• Challenge
Rewrite every line of the records below, scaling each coordinate in the answers by 0.95 and rounding to whole numbers, with halves rounded up. Leave all other numbers unchanged, and omit the pictures from your output.

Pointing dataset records
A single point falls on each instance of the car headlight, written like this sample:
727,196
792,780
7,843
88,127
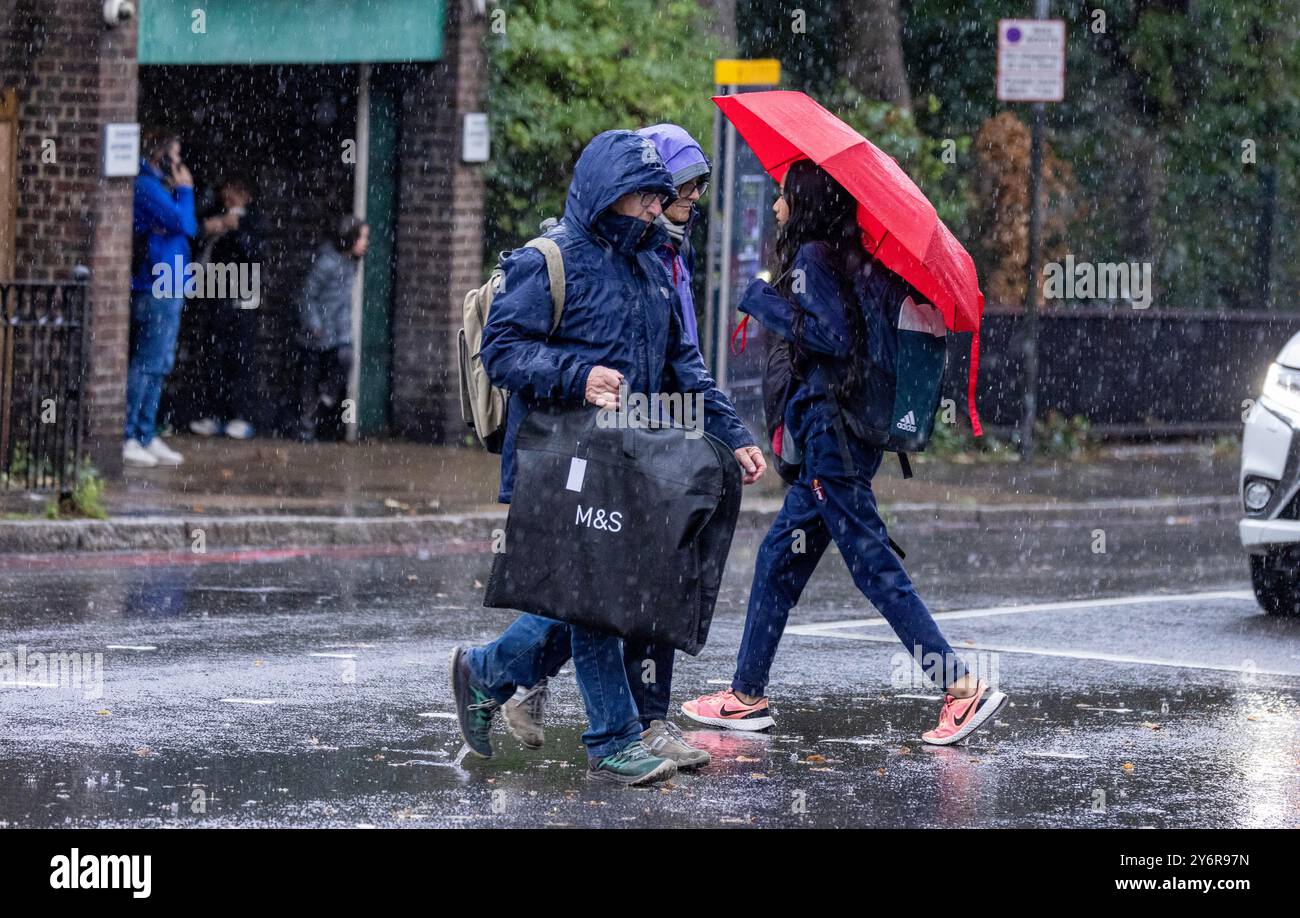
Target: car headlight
1257,494
1282,386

• Response to the task
A single point falls on each instance of the car headlight, written like this sample:
727,196
792,780
7,843
88,127
Target: car headlight
1194,469
1218,367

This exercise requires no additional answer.